● PROBLEM REQUIREMENTS: Pull out every line of the data that contains the string "grass", and copy each of those lines in full, in the order they appear.

● RECORD EXCERPTS:
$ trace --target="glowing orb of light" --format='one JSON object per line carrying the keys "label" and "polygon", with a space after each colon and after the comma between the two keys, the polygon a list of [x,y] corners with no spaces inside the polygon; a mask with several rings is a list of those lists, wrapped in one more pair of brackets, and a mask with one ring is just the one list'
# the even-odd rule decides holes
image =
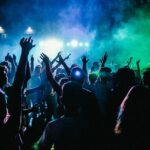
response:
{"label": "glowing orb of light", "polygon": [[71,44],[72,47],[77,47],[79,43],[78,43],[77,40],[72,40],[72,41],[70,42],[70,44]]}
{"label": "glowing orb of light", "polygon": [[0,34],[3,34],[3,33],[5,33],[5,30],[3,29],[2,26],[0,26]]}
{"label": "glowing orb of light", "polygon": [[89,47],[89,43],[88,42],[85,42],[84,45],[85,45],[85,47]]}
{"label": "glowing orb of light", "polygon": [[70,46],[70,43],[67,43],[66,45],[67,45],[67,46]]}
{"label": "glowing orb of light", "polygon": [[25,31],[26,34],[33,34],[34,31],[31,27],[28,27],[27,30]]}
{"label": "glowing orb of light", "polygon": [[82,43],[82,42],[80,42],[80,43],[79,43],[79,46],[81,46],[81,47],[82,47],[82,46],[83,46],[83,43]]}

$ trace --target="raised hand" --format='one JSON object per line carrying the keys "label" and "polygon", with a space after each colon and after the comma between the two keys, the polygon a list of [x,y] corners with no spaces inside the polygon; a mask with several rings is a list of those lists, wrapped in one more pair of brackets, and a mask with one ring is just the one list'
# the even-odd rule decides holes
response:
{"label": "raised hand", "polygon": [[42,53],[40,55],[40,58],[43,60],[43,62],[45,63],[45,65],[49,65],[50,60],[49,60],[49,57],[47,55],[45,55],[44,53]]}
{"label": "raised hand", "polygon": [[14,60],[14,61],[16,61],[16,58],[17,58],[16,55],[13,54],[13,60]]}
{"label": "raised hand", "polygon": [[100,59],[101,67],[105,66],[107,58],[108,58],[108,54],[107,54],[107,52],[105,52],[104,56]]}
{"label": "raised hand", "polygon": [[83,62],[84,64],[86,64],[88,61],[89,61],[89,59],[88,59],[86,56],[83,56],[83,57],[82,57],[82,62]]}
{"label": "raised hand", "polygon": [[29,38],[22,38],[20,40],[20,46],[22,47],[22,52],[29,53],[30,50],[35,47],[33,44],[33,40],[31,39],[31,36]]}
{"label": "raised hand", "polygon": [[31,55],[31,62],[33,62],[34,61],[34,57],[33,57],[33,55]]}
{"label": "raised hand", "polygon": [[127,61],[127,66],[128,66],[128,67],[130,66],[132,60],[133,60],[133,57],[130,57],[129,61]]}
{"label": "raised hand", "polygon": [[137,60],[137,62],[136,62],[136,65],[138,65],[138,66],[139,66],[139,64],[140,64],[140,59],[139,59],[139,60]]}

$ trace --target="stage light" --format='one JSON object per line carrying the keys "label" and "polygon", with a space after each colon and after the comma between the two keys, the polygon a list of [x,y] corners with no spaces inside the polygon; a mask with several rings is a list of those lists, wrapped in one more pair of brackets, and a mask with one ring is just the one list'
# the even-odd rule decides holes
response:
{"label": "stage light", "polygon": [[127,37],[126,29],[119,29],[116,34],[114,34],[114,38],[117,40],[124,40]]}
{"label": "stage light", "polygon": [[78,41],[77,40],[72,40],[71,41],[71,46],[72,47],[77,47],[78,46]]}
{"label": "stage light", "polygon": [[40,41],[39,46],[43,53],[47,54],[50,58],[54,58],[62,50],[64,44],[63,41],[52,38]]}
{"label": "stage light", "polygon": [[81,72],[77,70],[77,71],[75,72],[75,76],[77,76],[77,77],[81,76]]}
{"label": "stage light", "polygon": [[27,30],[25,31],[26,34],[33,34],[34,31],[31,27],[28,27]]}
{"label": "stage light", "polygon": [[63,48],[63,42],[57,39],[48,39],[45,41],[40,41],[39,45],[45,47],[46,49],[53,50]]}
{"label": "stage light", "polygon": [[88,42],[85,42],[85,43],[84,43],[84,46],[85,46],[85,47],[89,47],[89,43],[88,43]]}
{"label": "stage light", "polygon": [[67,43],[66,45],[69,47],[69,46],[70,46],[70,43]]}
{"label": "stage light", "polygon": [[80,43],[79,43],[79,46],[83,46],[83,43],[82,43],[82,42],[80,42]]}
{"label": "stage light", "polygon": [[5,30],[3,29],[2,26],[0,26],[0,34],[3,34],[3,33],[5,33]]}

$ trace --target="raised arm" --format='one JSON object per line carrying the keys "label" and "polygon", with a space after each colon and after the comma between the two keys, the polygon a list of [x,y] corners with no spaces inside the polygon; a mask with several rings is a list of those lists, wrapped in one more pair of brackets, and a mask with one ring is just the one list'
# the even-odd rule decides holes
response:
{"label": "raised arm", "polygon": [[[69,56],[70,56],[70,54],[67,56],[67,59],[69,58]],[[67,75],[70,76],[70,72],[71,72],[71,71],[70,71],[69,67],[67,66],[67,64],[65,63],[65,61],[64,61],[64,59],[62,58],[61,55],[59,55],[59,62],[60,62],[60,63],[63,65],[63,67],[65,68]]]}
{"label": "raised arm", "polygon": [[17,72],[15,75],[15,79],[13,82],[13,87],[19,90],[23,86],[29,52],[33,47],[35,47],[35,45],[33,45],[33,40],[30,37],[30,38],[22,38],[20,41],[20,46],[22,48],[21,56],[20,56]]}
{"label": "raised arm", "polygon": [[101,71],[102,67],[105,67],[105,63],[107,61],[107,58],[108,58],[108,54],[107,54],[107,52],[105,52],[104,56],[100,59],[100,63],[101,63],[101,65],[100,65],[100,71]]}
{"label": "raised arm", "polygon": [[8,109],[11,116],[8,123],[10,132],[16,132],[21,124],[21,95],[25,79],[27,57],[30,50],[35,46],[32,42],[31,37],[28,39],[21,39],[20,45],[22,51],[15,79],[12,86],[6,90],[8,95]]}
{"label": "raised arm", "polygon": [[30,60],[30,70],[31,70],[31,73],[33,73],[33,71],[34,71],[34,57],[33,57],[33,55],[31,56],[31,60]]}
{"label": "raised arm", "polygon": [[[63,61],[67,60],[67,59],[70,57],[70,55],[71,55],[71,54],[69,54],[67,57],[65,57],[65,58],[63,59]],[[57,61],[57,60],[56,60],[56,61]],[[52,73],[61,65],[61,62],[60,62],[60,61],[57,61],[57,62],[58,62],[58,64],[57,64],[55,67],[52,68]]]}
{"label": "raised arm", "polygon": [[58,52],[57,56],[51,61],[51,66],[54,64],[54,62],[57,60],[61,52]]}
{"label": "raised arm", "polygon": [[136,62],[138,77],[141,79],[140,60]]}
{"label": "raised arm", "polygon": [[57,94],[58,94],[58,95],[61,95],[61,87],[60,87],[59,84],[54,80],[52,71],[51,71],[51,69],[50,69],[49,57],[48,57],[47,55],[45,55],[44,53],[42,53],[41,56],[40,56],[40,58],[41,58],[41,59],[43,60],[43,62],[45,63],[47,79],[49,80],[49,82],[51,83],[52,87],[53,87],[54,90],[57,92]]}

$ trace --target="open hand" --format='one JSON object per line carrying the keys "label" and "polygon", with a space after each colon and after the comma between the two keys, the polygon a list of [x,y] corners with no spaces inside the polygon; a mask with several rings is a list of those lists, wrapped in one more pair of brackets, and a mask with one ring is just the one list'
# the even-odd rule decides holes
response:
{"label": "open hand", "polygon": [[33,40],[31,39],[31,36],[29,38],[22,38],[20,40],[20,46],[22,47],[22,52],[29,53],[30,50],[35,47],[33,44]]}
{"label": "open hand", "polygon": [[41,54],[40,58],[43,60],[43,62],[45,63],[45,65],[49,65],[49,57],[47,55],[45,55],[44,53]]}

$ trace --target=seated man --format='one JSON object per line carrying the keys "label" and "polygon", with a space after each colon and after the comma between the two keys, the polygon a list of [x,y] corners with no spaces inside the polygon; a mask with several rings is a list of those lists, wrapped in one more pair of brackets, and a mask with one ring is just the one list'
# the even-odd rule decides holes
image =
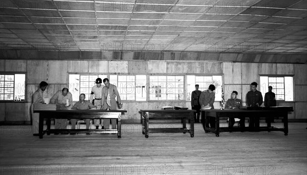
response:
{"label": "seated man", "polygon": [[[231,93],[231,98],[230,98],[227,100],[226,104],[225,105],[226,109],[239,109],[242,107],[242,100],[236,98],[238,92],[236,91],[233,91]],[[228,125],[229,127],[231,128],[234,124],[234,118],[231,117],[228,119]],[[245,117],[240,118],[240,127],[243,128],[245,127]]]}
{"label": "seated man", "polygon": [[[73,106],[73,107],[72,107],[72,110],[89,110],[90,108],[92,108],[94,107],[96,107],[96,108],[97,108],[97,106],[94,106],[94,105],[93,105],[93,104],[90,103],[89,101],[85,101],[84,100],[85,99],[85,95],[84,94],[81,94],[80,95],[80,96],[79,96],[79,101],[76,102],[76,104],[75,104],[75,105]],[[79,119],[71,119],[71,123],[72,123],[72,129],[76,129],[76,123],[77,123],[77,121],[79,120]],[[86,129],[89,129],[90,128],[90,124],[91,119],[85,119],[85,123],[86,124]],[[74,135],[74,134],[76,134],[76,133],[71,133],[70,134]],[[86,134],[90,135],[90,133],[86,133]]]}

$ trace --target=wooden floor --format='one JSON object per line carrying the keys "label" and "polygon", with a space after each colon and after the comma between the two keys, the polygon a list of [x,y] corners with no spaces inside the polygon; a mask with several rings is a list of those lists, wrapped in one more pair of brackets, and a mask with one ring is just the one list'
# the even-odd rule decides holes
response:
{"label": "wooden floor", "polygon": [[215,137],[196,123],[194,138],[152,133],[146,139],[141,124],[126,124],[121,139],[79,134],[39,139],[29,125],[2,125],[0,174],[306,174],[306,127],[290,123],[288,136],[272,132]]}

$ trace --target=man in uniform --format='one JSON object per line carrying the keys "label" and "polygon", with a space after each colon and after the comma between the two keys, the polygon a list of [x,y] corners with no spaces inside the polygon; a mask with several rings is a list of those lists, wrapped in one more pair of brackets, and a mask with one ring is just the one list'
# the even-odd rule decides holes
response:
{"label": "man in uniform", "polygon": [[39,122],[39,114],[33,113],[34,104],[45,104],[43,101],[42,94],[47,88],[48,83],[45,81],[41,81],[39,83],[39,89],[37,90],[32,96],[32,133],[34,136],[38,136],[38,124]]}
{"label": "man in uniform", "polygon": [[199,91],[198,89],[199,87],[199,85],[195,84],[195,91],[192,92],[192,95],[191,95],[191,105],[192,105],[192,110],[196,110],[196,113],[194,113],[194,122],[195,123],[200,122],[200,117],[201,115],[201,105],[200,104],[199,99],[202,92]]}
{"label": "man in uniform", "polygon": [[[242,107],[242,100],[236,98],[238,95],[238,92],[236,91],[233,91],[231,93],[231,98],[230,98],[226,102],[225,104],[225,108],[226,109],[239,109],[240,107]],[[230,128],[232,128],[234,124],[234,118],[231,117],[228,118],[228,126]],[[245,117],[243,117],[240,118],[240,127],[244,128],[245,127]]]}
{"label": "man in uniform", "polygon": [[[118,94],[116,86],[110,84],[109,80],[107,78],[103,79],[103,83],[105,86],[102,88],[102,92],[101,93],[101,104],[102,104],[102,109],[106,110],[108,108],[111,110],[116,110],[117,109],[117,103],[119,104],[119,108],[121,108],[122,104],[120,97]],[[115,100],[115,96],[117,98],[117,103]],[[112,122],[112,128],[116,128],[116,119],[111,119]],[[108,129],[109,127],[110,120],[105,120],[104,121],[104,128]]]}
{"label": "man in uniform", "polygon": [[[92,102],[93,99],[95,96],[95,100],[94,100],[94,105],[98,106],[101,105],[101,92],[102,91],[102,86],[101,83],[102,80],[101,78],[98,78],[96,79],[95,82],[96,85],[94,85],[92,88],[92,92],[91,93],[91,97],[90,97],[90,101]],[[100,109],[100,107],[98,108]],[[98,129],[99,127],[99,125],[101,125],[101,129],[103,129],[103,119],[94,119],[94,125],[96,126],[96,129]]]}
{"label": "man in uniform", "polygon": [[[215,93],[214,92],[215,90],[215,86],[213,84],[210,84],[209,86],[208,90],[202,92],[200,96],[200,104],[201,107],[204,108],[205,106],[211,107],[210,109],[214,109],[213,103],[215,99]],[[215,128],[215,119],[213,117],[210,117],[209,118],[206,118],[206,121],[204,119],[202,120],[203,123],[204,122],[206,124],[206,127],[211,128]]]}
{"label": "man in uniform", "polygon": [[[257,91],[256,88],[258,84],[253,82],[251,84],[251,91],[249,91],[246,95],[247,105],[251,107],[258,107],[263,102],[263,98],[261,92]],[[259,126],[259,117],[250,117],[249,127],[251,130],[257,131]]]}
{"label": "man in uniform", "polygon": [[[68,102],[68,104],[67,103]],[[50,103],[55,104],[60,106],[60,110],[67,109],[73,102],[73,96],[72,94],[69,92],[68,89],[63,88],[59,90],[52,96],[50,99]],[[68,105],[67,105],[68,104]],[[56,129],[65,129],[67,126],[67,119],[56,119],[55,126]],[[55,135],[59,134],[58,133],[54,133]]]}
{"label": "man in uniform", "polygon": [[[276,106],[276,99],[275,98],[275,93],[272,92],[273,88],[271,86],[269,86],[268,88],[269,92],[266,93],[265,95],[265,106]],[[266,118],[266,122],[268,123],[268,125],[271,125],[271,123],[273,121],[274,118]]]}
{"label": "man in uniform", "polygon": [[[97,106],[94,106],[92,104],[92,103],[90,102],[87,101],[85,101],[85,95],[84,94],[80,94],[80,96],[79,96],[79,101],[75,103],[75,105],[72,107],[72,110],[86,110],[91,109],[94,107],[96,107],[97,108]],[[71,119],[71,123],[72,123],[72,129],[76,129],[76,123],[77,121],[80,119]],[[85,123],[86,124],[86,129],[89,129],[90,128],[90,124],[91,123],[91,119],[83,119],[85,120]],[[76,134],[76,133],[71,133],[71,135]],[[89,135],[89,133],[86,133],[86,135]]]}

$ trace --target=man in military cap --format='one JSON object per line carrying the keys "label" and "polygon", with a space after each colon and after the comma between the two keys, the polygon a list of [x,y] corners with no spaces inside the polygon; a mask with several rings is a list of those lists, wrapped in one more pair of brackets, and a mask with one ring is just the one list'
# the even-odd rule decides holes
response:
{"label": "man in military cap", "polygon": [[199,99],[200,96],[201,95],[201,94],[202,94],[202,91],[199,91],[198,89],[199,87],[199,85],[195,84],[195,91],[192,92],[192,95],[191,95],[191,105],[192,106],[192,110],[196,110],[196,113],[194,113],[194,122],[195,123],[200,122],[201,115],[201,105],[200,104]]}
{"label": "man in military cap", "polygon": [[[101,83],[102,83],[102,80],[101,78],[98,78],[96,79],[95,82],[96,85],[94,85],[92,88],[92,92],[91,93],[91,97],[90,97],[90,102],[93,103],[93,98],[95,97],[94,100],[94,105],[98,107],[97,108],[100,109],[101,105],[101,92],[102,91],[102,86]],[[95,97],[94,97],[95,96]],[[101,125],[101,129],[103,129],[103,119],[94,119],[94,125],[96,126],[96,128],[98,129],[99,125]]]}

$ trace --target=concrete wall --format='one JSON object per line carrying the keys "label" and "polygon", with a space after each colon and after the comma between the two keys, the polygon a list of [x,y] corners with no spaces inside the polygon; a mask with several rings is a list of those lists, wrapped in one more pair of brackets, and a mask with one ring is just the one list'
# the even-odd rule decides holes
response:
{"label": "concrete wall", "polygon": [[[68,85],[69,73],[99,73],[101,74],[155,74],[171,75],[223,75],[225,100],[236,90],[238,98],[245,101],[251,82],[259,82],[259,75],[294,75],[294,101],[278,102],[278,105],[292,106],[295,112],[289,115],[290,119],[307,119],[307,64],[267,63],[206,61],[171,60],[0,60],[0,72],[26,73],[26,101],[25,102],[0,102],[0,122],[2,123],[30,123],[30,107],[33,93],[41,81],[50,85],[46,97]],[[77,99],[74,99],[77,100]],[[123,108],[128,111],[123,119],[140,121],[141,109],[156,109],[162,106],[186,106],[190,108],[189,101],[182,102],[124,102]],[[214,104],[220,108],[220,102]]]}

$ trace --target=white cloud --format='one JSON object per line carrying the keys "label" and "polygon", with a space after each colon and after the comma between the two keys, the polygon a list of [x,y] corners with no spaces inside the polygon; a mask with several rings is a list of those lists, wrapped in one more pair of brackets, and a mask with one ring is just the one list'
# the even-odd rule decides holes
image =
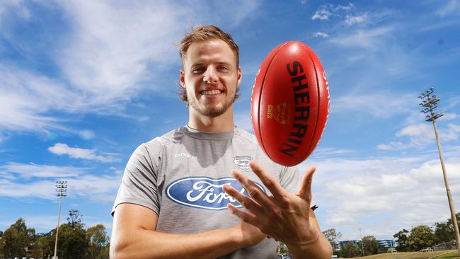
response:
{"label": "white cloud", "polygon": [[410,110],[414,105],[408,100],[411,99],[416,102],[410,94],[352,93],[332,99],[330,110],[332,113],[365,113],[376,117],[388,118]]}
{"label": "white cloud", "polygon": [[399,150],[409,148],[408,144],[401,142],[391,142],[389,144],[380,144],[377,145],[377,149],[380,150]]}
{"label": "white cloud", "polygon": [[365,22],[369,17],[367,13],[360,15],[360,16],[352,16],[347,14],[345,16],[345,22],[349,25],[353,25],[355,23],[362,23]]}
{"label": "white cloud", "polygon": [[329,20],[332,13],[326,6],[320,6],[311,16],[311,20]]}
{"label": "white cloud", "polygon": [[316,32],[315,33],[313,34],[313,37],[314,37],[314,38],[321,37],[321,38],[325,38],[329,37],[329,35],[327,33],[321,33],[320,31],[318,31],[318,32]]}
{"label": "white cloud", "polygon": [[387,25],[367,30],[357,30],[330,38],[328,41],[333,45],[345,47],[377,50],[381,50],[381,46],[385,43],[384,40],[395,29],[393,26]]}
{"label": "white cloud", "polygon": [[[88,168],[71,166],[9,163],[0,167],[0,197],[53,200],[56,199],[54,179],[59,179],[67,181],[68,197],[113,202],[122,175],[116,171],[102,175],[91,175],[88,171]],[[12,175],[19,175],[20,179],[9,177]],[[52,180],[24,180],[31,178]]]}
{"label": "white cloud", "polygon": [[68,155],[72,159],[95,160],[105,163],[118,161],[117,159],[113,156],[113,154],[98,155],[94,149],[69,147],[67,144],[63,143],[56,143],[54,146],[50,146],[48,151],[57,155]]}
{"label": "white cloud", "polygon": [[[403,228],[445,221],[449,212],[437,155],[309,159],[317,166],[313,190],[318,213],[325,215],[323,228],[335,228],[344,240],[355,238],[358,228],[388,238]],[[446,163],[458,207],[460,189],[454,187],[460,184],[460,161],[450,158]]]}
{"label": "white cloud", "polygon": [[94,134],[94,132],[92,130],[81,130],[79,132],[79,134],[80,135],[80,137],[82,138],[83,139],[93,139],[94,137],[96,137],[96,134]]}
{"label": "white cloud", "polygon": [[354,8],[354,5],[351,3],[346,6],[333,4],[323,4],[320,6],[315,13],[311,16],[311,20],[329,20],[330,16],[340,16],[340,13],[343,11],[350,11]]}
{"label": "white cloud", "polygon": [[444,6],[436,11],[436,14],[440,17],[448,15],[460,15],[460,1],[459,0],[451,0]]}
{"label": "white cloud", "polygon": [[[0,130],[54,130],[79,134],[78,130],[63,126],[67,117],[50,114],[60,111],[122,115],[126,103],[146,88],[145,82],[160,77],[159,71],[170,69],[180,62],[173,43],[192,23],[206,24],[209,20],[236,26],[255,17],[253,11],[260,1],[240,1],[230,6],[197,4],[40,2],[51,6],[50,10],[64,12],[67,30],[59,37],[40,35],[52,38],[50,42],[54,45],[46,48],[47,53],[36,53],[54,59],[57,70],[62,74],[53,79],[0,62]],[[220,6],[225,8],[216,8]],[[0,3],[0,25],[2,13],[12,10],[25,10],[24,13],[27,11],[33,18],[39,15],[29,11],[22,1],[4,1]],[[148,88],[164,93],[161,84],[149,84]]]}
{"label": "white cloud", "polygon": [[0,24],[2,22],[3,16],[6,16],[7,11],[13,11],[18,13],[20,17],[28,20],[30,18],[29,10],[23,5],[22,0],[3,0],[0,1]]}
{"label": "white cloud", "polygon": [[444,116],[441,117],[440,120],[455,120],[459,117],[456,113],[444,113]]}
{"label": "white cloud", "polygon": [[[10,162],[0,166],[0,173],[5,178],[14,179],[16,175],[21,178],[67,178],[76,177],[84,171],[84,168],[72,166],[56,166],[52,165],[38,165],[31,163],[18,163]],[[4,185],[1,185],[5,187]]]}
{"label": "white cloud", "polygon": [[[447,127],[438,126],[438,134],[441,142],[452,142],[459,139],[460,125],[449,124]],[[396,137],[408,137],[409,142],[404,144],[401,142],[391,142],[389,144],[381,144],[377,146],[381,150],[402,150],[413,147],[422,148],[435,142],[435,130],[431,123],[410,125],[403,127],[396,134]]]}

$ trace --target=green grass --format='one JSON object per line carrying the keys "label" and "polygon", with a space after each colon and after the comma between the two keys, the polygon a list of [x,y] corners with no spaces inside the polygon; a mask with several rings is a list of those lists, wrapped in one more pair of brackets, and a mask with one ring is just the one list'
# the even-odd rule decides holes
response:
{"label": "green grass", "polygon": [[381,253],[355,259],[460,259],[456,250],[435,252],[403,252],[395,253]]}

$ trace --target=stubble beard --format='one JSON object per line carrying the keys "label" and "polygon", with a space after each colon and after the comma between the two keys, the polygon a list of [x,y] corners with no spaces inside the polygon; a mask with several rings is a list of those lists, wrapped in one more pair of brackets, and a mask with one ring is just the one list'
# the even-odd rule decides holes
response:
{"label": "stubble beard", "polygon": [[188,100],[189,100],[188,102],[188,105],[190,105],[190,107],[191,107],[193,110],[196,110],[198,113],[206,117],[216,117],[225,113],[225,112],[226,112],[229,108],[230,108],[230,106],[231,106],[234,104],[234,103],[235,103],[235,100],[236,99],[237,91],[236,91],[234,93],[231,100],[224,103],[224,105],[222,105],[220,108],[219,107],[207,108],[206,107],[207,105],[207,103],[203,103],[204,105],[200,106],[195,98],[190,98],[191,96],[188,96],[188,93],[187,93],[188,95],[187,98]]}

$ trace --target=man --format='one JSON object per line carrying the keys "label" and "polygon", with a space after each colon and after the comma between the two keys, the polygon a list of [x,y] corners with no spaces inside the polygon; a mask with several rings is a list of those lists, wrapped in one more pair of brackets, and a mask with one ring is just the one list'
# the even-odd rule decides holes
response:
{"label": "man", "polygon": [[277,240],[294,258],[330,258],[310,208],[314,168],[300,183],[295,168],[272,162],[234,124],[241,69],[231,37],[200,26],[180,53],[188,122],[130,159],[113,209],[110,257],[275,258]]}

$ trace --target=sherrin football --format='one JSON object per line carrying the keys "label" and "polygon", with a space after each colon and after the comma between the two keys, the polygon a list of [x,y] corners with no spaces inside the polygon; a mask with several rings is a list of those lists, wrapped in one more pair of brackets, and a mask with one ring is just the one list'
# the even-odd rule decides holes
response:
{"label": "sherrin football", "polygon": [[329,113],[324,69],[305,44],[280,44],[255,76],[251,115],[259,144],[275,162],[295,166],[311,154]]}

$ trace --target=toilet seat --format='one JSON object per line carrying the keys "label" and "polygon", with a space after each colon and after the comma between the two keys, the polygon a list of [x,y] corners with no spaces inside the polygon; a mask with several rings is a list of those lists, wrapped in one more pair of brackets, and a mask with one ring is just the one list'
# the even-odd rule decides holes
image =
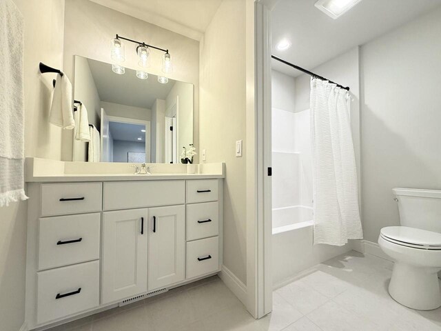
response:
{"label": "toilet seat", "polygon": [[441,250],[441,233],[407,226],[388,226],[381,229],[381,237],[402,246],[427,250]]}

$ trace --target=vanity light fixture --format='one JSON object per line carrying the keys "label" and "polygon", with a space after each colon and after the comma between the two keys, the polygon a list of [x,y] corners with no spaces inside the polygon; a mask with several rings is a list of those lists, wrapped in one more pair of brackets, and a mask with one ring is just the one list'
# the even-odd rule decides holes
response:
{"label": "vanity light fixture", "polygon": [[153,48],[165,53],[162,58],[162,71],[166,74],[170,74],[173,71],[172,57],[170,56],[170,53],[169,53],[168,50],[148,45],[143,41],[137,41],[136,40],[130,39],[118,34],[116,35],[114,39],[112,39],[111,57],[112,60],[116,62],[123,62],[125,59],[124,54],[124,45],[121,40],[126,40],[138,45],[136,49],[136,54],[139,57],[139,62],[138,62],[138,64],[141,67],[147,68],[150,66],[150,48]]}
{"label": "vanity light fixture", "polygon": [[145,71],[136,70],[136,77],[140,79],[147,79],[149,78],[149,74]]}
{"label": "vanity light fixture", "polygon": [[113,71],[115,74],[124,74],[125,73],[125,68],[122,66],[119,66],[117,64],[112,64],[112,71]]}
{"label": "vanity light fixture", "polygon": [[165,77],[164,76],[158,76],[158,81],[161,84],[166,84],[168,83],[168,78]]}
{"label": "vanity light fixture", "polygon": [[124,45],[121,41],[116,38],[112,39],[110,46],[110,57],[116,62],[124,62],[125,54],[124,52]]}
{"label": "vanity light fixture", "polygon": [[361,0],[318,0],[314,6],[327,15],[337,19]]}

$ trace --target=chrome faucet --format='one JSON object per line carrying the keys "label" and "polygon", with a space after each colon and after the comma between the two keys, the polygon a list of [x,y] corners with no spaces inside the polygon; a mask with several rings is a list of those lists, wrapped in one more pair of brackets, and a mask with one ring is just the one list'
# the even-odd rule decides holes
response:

● RESULT OF THIS EXERCISE:
$ trace --target=green grass --format='one JSON object per line carrying the keys "label" and "polygon", with a space after each colon and after the comma between the two keys, the polygon a list of [x,y] corners with no spaces inside the polygon; a mask with several rings is a list of those lists, wrapped in one more pair of brackets, and a mask with one ring is just the one list'
{"label": "green grass", "polygon": [[381,253],[355,259],[460,259],[456,250],[435,252],[403,252],[395,253]]}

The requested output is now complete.